- _REQUEST_
Transcribe the passage on implied easements word for word, from "where does the" up to and including "v Coventry (1832).".

- _DOCUMENT PASSAGE_
Whereas buyer and seller of land share an intention that the land should be used in a certain way, the courts may find for an implied easement, see, Pwlbach Colliery v Woodman [1915] AC (HL), Wong v Beaumont Property Trust (above).

28
Q

what are quasi easements? (implied grant)

A

(c) The Rule in Wheeldon v Burrows [1878] 12 Ch.D 31.

Where A sells part of his land, the buyer (B) of that part, picks up and gets the benefit of any rights over that land which A (Seller) was enjoying down to and at the time of sub-division and sale of that part to B.
Such rights are known as ‘quasi-easements’.

29
Q

WHAT will buyer b get?

A

The buyer B will be impliedly granted these rights, if such rights in relation to that part, were at all material times ‘continuous and apparent’ and were at all times ‘necessary [not essential] for the reasonable enjoyment of that part of the property sold off’.
See Millman v Ellis (1996) 71 P & CR 158 CA
Wheeler v J.J.Saunders [1996] Ch.19.

30
Q

where does the wheeldon also operate?

A

The Wheeldon v Burrows rule also operates where the original landowner grants the quasi-dominant part to X and at the same time, grants the quasi-servient part to Y, i.e where there is a simultaneous ‘double conveyance’ – it so operates to give X an easement over Y’s land, Hillman v Rogers (1998), Swansborough v Coventry (1832).

- _EXCERPTED DATA_

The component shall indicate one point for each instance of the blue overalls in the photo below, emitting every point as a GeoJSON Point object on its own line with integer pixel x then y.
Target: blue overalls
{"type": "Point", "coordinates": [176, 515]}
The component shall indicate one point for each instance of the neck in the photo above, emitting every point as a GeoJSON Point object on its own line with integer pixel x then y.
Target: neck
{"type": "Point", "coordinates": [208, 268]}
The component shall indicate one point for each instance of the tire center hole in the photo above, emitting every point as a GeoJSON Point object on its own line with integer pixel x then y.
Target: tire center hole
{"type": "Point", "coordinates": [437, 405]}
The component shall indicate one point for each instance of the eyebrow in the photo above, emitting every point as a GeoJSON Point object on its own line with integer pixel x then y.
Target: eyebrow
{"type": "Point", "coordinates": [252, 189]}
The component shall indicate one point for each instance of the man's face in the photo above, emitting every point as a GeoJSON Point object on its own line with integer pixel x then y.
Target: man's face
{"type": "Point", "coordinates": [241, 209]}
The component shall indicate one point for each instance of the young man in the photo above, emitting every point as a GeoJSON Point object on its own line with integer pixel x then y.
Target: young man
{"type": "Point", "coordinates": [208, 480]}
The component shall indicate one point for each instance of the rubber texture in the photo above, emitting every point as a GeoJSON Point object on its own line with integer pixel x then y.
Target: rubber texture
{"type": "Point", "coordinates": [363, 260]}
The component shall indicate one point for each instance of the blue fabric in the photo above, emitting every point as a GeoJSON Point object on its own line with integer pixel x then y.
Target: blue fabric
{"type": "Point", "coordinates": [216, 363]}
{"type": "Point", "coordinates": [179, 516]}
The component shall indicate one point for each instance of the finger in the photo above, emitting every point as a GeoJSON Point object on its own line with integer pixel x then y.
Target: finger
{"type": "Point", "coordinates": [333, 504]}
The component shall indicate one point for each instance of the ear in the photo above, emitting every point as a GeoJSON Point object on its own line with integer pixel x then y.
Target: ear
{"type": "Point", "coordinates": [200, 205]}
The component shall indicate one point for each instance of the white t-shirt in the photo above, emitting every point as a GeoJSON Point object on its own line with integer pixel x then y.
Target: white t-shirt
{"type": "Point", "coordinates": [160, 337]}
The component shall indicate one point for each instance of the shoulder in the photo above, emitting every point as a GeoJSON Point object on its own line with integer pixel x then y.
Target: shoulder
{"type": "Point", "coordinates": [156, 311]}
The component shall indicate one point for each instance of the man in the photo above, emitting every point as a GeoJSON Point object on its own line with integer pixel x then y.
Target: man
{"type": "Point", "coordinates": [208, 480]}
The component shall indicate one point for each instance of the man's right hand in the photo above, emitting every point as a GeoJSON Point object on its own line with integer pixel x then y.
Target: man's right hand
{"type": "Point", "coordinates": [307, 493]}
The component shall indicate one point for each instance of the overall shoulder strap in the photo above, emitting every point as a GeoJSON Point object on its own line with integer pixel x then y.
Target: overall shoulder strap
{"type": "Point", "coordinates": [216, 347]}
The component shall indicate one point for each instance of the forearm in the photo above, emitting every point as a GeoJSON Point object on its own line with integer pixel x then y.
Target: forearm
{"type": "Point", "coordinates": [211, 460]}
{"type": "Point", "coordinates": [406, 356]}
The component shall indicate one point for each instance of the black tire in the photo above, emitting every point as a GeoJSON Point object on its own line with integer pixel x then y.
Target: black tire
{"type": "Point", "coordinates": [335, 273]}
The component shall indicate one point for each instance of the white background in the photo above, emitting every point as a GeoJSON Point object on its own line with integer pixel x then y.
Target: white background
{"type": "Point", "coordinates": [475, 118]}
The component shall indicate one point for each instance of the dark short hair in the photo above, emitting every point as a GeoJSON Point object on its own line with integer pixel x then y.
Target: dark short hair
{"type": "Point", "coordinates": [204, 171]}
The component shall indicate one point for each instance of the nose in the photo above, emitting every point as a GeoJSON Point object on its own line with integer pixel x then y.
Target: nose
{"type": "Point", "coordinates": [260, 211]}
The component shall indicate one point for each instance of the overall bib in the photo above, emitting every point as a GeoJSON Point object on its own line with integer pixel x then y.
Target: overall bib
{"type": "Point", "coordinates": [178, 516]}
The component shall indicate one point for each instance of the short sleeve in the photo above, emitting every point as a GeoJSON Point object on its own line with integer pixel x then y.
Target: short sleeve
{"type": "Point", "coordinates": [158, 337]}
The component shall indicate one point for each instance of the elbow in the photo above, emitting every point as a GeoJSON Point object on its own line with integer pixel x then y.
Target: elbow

- _REPLY_
where does the wheeldon also operate?

A

The Wheeldon v Burrows rule also operates where the original landowner grants the quasi-dominant part to X and at the same time, grants the quasi-servient part to Y, i.e where there is a simultaneous ‘double conveyance’ – it so operates to give X an easement over Y’s land, Hillman v Rogers (1998), Swansborough v Coventry (1832).